> [AIM OF THE EXERCISE]: Would you return the lines between the one holding "If you could pin the ground" and the one holding "If you could pin the front", inclusive, and only those, exactly as they stand in the listing below?

> [DATASET EXCERPTS]:
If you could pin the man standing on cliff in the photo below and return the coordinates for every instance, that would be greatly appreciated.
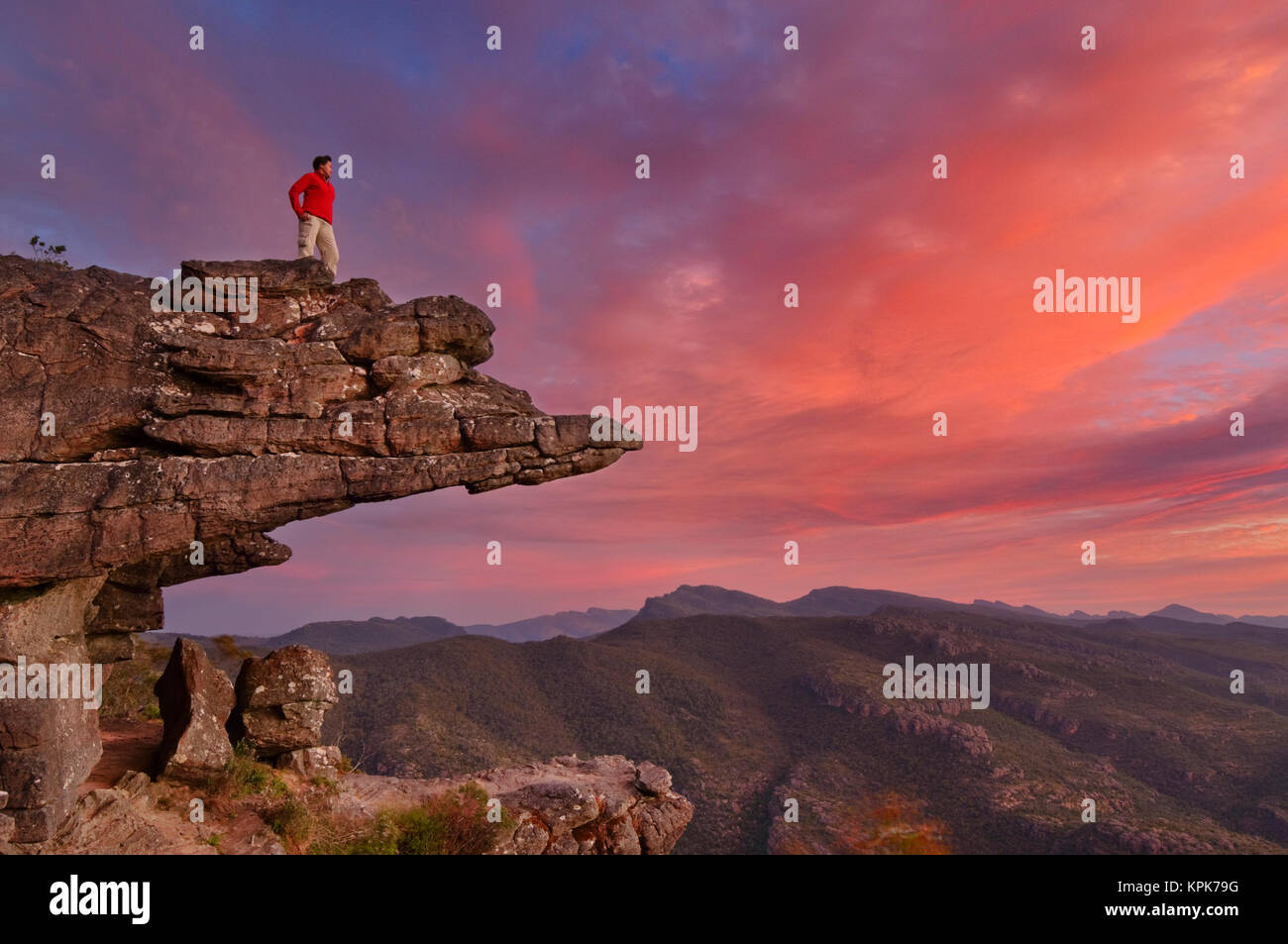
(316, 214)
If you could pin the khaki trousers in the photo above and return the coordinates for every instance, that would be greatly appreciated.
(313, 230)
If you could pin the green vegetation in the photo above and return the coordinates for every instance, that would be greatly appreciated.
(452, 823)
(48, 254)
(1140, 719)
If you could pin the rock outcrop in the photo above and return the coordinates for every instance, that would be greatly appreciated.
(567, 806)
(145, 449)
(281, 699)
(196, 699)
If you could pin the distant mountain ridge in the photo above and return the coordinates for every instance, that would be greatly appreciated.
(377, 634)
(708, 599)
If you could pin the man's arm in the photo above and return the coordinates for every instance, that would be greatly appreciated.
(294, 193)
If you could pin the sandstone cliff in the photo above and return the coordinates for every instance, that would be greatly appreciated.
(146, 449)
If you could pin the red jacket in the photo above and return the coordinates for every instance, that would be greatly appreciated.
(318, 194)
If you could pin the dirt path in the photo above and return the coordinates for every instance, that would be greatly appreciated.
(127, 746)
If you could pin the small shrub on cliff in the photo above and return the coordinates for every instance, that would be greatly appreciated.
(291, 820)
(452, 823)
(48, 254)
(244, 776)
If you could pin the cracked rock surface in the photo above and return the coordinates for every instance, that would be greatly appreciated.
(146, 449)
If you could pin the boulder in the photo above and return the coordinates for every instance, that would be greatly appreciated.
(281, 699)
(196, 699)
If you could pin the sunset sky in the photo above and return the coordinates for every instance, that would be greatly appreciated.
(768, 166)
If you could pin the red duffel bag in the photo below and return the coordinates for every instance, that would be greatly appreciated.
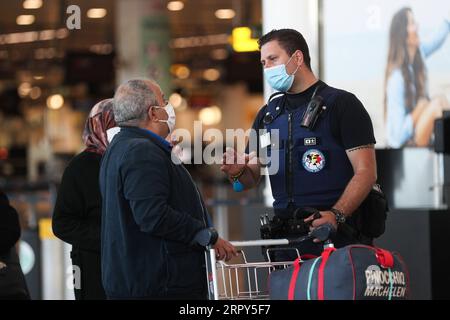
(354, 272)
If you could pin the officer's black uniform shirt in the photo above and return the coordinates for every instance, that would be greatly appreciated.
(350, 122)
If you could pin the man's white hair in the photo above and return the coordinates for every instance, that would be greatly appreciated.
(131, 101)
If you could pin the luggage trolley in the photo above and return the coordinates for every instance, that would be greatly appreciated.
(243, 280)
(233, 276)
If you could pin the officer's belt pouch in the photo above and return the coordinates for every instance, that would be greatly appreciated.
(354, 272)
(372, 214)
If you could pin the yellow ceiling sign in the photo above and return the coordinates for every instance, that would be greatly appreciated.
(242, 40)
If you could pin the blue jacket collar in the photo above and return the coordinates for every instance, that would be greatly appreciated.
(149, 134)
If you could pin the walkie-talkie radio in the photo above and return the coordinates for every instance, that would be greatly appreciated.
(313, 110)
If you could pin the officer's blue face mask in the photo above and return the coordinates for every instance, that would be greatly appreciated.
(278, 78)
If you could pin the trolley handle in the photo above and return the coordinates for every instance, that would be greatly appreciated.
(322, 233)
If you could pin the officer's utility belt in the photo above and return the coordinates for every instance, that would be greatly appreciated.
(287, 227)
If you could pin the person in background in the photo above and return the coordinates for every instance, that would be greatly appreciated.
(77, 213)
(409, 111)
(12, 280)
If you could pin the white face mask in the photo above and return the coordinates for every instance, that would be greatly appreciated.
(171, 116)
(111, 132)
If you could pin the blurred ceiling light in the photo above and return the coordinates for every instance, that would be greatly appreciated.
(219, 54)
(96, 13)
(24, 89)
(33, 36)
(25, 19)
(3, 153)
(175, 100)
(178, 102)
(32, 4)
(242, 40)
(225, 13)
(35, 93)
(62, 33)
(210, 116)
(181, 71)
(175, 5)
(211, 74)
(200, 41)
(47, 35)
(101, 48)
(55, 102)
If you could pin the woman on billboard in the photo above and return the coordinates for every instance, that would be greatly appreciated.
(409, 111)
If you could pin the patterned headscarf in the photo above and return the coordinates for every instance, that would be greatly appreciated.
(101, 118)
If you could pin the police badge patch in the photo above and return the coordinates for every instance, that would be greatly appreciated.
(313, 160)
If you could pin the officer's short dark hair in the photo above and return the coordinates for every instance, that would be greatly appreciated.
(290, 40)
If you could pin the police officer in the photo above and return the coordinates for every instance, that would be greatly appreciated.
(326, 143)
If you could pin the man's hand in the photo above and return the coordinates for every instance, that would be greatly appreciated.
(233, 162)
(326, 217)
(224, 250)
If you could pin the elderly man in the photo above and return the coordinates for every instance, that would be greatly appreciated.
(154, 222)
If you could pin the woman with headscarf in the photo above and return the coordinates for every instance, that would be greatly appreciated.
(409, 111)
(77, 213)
--
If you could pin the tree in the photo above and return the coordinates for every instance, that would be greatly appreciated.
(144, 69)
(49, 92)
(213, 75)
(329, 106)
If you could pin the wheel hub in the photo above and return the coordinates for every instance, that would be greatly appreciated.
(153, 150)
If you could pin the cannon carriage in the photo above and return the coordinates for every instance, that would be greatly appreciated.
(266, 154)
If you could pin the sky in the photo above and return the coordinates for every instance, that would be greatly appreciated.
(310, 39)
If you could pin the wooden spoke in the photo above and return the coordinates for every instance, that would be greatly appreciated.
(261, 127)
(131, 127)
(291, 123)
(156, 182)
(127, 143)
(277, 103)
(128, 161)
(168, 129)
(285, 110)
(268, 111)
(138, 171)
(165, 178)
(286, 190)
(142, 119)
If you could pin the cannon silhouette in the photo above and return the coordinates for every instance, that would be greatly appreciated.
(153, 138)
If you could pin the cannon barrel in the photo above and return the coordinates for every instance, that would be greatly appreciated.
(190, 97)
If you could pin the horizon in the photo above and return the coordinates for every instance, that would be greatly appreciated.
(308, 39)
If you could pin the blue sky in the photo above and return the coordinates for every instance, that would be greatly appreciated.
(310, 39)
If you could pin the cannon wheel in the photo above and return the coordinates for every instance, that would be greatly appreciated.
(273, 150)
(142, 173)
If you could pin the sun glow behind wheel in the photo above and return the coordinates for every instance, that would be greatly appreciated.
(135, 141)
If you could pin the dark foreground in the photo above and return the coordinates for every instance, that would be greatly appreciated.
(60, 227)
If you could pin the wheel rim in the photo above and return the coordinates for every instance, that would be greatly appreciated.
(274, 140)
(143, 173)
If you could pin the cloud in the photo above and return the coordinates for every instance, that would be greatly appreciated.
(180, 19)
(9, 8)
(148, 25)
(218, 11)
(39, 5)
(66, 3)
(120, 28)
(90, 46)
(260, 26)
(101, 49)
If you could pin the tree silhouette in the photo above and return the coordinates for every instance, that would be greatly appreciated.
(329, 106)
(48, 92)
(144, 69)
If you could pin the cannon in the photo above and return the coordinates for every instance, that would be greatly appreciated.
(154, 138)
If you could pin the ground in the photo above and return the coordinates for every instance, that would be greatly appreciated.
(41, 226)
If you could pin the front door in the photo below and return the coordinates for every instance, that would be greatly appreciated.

> [FINISHED TASK]:
If you could pin the ground in the photo above and return the coordinates for every instance, that would be greatly appreciated.
(41, 226)
If you could pin the front door in the photo below and return the coordinates for every instance, that would be greatly appreciated.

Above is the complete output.